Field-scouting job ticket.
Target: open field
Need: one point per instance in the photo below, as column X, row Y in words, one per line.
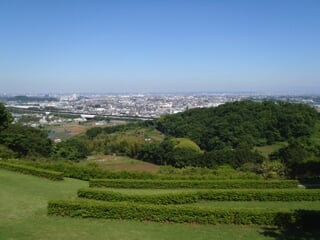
column 24, row 200
column 121, row 163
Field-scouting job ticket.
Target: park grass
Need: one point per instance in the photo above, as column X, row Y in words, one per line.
column 23, row 211
column 121, row 163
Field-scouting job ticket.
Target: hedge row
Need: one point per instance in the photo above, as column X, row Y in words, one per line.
column 199, row 184
column 32, row 171
column 209, row 195
column 89, row 171
column 159, row 213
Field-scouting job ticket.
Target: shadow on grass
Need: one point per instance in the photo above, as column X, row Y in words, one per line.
column 305, row 225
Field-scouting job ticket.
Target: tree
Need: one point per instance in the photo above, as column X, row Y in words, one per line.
column 26, row 141
column 5, row 117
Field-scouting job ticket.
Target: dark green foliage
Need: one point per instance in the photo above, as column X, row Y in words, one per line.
column 160, row 213
column 86, row 172
column 164, row 199
column 199, row 184
column 26, row 141
column 6, row 153
column 93, row 132
column 244, row 122
column 52, row 175
column 5, row 117
column 206, row 195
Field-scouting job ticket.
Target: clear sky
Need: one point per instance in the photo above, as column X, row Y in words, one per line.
column 159, row 46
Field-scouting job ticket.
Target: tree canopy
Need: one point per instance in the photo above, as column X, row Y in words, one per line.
column 244, row 122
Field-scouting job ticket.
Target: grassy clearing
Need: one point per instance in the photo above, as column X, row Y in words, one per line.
column 268, row 149
column 121, row 163
column 24, row 200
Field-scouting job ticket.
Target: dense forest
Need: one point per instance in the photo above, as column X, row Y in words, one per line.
column 229, row 134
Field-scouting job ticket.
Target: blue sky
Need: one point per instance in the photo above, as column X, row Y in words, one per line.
column 159, row 46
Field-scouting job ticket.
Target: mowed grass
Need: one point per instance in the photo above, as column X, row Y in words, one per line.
column 23, row 203
column 121, row 163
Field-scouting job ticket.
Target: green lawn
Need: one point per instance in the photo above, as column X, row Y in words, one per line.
column 23, row 202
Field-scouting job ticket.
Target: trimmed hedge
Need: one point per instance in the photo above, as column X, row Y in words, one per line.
column 32, row 171
column 160, row 213
column 198, row 184
column 210, row 195
column 89, row 171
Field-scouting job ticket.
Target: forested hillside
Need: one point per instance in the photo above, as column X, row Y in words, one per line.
column 274, row 139
column 241, row 123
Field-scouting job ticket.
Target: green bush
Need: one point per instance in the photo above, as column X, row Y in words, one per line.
column 86, row 171
column 159, row 213
column 32, row 171
column 199, row 184
column 208, row 195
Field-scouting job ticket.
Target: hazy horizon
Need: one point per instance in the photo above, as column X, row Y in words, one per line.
column 232, row 46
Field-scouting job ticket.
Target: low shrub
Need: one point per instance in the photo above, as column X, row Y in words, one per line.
column 88, row 171
column 160, row 213
column 208, row 195
column 52, row 175
column 198, row 184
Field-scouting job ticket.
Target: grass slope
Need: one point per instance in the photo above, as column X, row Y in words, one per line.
column 121, row 163
column 23, row 214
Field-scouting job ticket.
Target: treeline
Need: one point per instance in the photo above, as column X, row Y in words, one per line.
column 207, row 137
column 210, row 137
column 241, row 123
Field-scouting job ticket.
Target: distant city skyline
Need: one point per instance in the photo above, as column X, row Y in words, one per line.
column 57, row 46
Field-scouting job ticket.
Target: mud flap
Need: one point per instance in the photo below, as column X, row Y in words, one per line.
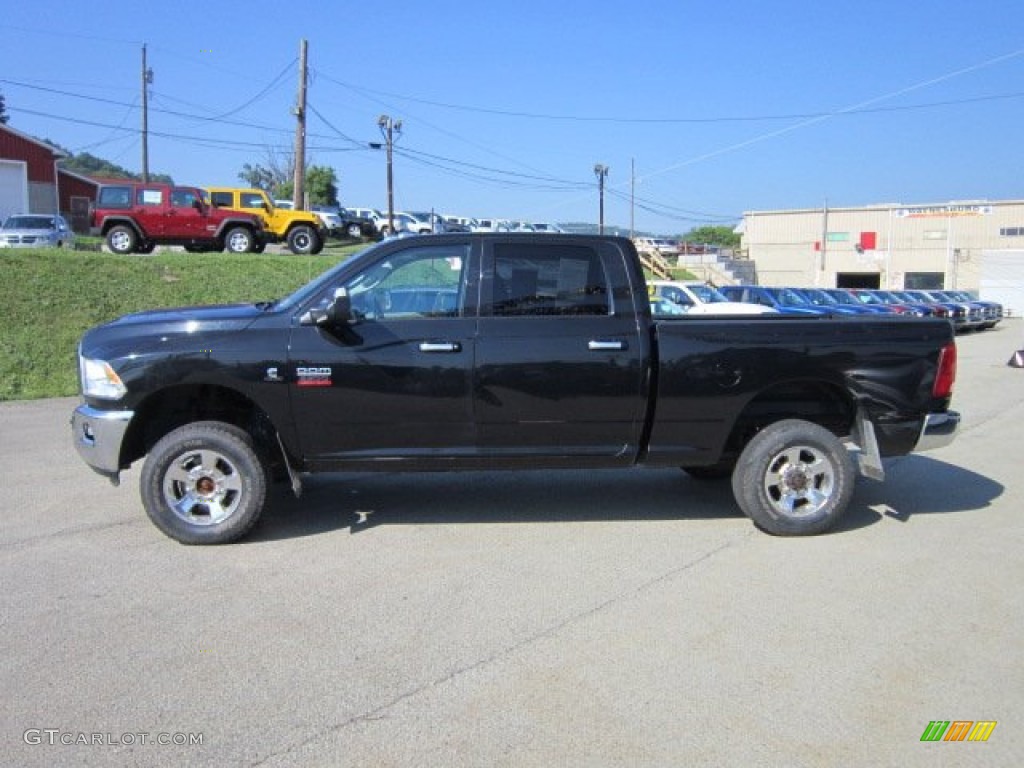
column 868, row 459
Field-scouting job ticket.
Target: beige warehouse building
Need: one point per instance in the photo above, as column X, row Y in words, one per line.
column 975, row 246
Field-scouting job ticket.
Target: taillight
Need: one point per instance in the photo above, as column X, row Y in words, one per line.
column 946, row 375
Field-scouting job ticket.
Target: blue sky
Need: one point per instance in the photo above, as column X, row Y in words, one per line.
column 506, row 108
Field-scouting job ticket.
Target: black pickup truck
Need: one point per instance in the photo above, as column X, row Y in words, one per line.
column 510, row 351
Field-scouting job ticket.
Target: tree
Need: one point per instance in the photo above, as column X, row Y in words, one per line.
column 272, row 175
column 322, row 185
column 89, row 165
column 275, row 176
column 713, row 236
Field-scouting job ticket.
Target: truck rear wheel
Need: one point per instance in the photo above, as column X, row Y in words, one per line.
column 122, row 239
column 303, row 241
column 794, row 478
column 239, row 240
column 204, row 483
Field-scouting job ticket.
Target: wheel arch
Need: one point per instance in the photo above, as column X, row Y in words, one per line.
column 823, row 402
column 111, row 222
column 174, row 407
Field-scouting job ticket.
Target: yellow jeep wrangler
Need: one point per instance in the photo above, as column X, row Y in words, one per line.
column 301, row 230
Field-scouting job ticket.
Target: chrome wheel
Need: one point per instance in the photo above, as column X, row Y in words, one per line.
column 239, row 241
column 203, row 487
column 800, row 481
column 121, row 240
column 794, row 478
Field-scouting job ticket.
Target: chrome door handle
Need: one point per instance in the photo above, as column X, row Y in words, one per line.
column 440, row 346
column 596, row 345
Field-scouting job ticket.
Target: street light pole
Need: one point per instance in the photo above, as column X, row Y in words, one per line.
column 601, row 171
column 389, row 128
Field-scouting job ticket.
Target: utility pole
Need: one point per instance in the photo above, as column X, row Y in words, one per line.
column 633, row 196
column 146, row 80
column 299, row 180
column 601, row 171
column 389, row 128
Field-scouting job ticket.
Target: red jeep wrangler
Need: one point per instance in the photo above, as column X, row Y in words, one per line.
column 136, row 217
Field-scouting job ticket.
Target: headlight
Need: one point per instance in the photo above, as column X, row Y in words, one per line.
column 99, row 380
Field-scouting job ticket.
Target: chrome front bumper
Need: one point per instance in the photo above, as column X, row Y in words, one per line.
column 938, row 430
column 97, row 436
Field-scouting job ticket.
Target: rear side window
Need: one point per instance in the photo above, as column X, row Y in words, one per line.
column 183, row 198
column 114, row 197
column 148, row 197
column 544, row 280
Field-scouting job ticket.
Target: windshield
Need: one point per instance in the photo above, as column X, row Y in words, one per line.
column 29, row 222
column 818, row 297
column 316, row 284
column 786, row 297
column 707, row 294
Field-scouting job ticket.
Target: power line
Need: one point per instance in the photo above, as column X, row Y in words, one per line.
column 680, row 121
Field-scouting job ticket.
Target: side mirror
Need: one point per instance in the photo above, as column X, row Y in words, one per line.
column 339, row 311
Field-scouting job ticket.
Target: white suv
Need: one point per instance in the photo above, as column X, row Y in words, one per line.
column 699, row 298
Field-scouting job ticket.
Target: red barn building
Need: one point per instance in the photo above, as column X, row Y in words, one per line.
column 28, row 174
column 31, row 181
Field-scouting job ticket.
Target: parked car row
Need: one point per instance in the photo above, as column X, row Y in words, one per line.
column 962, row 309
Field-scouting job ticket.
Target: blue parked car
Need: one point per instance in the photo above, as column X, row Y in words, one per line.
column 784, row 300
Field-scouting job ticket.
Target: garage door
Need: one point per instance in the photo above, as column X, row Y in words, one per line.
column 1003, row 280
column 13, row 187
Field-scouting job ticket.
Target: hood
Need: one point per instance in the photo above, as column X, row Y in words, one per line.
column 161, row 329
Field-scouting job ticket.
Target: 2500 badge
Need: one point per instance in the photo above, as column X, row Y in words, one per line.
column 312, row 377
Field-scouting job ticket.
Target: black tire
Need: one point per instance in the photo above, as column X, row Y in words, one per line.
column 239, row 240
column 303, row 241
column 794, row 478
column 204, row 483
column 122, row 240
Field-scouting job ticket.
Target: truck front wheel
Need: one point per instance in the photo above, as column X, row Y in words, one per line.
column 794, row 478
column 204, row 483
column 303, row 241
column 121, row 239
column 239, row 240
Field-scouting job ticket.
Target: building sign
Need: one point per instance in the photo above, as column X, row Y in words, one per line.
column 943, row 211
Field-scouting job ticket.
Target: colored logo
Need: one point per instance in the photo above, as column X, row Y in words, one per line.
column 958, row 730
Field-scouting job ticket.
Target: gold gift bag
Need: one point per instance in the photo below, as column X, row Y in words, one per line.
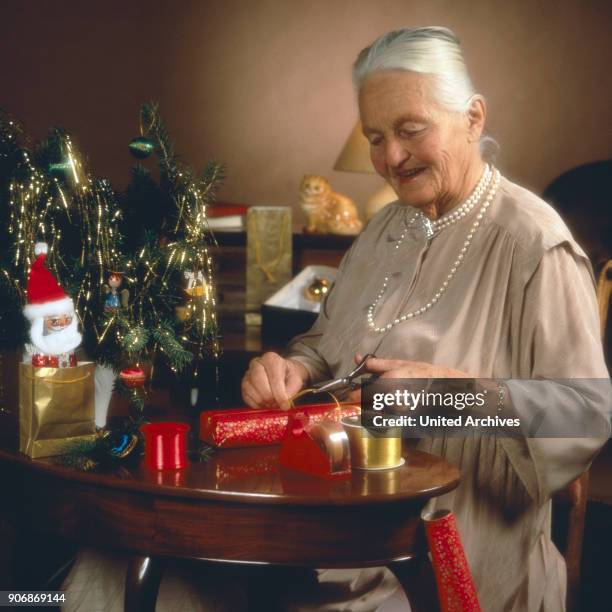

━━━━━━━━

### What the task asks
Within the data above, how many lines include the string "wheel"? Answer with the number by itself.

### Answer below
4